(MATERIAL PROVIDED Opens)

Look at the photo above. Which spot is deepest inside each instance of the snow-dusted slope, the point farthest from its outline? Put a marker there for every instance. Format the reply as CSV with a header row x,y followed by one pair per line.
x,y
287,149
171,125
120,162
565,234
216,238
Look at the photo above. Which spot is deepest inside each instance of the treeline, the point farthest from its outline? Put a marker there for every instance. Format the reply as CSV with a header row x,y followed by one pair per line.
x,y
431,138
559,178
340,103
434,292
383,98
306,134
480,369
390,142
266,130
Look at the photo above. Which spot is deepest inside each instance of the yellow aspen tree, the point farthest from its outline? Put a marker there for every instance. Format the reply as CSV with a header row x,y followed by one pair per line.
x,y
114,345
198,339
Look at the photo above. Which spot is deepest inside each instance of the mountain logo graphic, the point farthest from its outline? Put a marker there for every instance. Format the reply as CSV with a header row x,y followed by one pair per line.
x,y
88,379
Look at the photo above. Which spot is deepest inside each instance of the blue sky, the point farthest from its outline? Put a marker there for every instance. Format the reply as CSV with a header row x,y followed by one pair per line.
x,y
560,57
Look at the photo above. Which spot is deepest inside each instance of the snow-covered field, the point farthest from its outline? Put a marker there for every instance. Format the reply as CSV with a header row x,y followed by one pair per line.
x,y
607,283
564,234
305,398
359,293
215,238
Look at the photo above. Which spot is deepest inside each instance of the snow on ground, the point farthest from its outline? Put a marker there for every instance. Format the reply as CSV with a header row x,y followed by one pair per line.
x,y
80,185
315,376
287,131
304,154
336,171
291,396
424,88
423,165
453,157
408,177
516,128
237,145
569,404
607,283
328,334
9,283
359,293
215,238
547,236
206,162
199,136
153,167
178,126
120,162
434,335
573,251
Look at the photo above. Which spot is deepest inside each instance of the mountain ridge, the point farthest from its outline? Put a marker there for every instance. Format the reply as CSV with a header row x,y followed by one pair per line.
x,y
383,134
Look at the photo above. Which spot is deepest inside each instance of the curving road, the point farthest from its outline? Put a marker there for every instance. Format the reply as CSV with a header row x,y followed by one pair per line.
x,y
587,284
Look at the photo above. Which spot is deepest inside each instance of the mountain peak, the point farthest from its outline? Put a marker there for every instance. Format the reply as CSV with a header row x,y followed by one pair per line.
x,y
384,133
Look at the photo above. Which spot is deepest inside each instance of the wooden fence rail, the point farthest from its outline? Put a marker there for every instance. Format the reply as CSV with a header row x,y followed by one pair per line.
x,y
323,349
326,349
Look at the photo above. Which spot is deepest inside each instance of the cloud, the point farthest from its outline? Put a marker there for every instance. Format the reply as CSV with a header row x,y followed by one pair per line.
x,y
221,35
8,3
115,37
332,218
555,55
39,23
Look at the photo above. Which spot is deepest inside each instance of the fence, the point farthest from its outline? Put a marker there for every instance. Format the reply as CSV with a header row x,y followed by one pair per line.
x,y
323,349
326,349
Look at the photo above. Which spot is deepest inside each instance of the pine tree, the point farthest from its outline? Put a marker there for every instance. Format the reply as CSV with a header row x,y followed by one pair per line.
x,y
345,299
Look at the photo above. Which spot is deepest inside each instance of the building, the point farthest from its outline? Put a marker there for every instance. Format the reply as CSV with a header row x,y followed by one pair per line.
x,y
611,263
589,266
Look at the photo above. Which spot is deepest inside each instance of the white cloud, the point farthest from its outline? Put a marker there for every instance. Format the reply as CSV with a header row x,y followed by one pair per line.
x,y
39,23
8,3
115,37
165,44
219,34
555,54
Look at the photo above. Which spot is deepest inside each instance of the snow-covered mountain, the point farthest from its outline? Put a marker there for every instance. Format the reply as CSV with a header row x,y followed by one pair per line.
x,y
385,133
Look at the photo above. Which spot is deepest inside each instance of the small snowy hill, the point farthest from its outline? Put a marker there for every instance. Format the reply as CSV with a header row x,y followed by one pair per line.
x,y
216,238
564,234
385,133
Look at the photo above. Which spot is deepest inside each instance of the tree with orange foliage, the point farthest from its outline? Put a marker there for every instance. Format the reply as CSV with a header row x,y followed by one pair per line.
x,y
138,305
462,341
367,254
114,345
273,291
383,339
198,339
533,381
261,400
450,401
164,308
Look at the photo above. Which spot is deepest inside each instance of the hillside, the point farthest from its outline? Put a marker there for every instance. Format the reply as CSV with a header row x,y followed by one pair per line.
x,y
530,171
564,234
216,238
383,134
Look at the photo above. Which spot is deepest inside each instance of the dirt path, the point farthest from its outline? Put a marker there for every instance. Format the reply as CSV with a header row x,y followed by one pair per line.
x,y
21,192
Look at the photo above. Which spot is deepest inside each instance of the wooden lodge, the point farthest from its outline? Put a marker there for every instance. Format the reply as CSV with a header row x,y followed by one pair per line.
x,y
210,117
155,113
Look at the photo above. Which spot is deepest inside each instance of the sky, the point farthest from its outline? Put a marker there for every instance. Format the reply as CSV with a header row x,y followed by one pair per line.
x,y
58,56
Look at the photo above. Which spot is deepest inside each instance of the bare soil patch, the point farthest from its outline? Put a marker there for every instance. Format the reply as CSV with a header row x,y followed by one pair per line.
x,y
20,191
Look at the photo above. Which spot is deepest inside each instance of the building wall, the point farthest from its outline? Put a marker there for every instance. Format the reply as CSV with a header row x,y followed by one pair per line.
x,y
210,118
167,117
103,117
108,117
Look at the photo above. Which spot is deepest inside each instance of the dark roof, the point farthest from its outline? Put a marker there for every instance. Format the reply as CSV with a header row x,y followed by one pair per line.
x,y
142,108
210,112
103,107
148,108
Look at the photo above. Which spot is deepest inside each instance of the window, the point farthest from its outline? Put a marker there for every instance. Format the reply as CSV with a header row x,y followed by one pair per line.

(MATERIAL PROVIDED Closes)

Exactly as written, copy out all the entries above.

Look at the photo above. Which spot is deepest inside each instance of the snow-dusted slope, the point farthest from its outline? Put a marker there for every instance. Format the reply as CSV with a header row x,y followed by one pair per line.
x,y
287,149
171,125
120,162
565,234
216,238
Look at the photo above. Which spot is deepest inside each instance of the treeline, the point farthest from its outline? Put a marker there for every instance. Format the reply as CSV with a header row x,y followed by one pair per line.
x,y
431,138
559,178
340,103
434,292
383,98
306,134
480,369
390,142
266,130
Look at the photo above. Which spot is deepest inside each instance of the yellow aspen tree, the point farthest from its outline? Put a marker there for every instance. Format the reply as CSV with a header row x,y followed by one pair per line.
x,y
114,345
198,339
Look at the photo above. Which spot is deepest inside each instance of the mountain logo graphic, the point farthest from its outline? Put a marker there for every instance. Format the reply as CSV with a header row x,y followed by one pair per line.
x,y
88,379
Look at the photo above. Which spot is deepest inside each instance of the blue sky, the point farthest from its outline? Put a marker there for every instance. Format the reply as CSV with a header row x,y followed by one pair per line.
x,y
560,57
Look at the photo above. Which spot is deepest inside each instance of the snow-covered field, the point farthest from its outline? Put a marker there for every instance. Format the reply as CSV with a header row x,y followed by one pair per line.
x,y
607,283
564,234
305,398
359,293
215,238
Look at the photo above. Which spot is deepest inside each instance of the snow on ground, the point farthest from its outline? Put a marker there for every instance. Format the reply as CSV with a header row x,y followed by one pair per line.
x,y
80,185
315,376
287,131
304,154
336,171
291,396
424,88
423,165
453,157
408,177
516,128
237,145
569,404
607,283
328,334
9,283
359,293
215,238
547,236
206,162
199,136
153,167
178,126
120,162
434,335
573,251
Look at the photo above. Which spot is deepest inside each instance of the mountain ridge, the point farthest from its outline? Put a marker there for every instance. Format the reply as CSV with a header row x,y followed by one pair per line.
x,y
383,134
Look at the photo above. Which spot is deepest inside each instance of the curving road, the point farthest from its outline? Put a marker there for every instance. Format the reply as CSV with a header row x,y followed by one pair per line.
x,y
587,284
Look at the photo above. Which spot is deepest inside each instance of the mountain peak, the point farthest from its outline? Put a marker there for every instance. Format the reply as CSV with a header row x,y followed by one pair per line.
x,y
384,133
Look at the photo above. Which spot is deepest inside each instance of the wooden fence rail, the point farthest from its outline? Put a marker there for every instance. Format the reply as CSV with a header row x,y followed by one pair per line.
x,y
323,349
326,349
Look at the photo above. Which spot is deepest inside each instance of the cloud, the point farthest from its outline? Put a marker there for every instance. Format the reply as CSV with a header row x,y followed by one pair per line.
x,y
221,35
8,3
115,37
332,218
555,55
39,23
Look at the photo above. Which spot is deepest inside each instance of the fence, the point farthest from its outline? Put a marker there for every instance. Format the reply as CSV with a header row x,y followed by one pair per line.
x,y
323,349
326,349
Look at the photo above. Which spot is deepest inside each instance of the pine tree, the point farthest from its outline? Put a marker there for every instance. Format the reply as CSV with a header row x,y followed by one pair per line.
x,y
345,299
Look at the photo above. Which spot is deepest inside each instance of the building, the point farthest from its outline? Put a marker there for every instance. Format the reply as CSV with a header row x,y followed by one pair per line.
x,y
611,263
589,266
Look at the photo above. Which spot is deepest inside each instance of the white cloud, the point farthest from its outline? Put a marker there for every instance. Format the reply as CSV with a header row x,y followed by one pair per line.
x,y
39,23
8,3
115,37
165,44
219,34
555,54
Look at the photo above. Which spot is deepest inside each instance of the snow-covered mountain, the point farthest from its outline? Put a marker there for every instance. Format the reply as CSV with a header row x,y followed by one pair per line.
x,y
385,133
Look at the photo above. Which spot is deepest inside each instance of the small snowy hill, the point farthest from its outline? Put a marker there for every instance. Format the reply as CSV with a header row x,y followed by one pair per line.
x,y
216,238
564,234
385,133
Look at the photo above. Which spot is deepest inside each instance of the tree with orange foliage, the point farthest from its outline? Put a marker there for every instance. Format the reply as CSV with a header row x,y followed by one pair per line.
x,y
138,305
462,341
367,254
114,345
273,291
383,339
198,339
533,381
261,400
450,401
164,308
Look at the photo above. Which spot is deepest inside each instance of the hillside, the point farthest from its outline? Put a marker there for every instance. Format the reply as CSV with a header row x,y followed by one pair per line.
x,y
530,171
564,234
216,238
383,134
Look at the photo above. Which spot is deepest inside each instance of the dirt path, the point farthest from its outline? Put a marker there for every instance. Format the reply as CSV with a header row x,y followed by one pair per line.
x,y
21,192
Look at the photo above. Which spot is deepest inside each instance of the wooden lodge, the point farthest from its outline? Put a marker there for every instance. Format the reply as CSV with a header row x,y followed by one pair per line.
x,y
210,117
155,113
Look at the photo above. Which spot is deepest inside each instance of the sky, the point farthest from its outline? Put a marker there for every instance. Format the reply as CSV with a header row x,y followed by one pair per line.
x,y
58,56
Look at the photo above. Which spot is deepest inside each instance of the bare soil patch, the point farthest from its outline? Put a marker there for every instance. Format the reply as CSV with a header row x,y followed by one pair per line.
x,y
20,191
Look at the photo above. Which spot is deepest inside each instance of the building wall, the point farthest from its outline? Put a marker there for every instance. Format the reply as CSV with a header row x,y followed by one pair per line.
x,y
210,118
167,117
103,117
108,117
Look at the photo above. Which spot is deepest inside each instance of the dark roof, the point farthest from its outline? Put a marker there for every instance. Format the reply as CSV with a header row x,y followed by one pair per line.
x,y
142,108
210,112
103,107
148,108
Look at the photo above. Which spot is deepest inside each instance of the window, the point farthest from its outline? Put a marker there for every instance. Format the reply as CSV with a header row x,y followed by one pair per line.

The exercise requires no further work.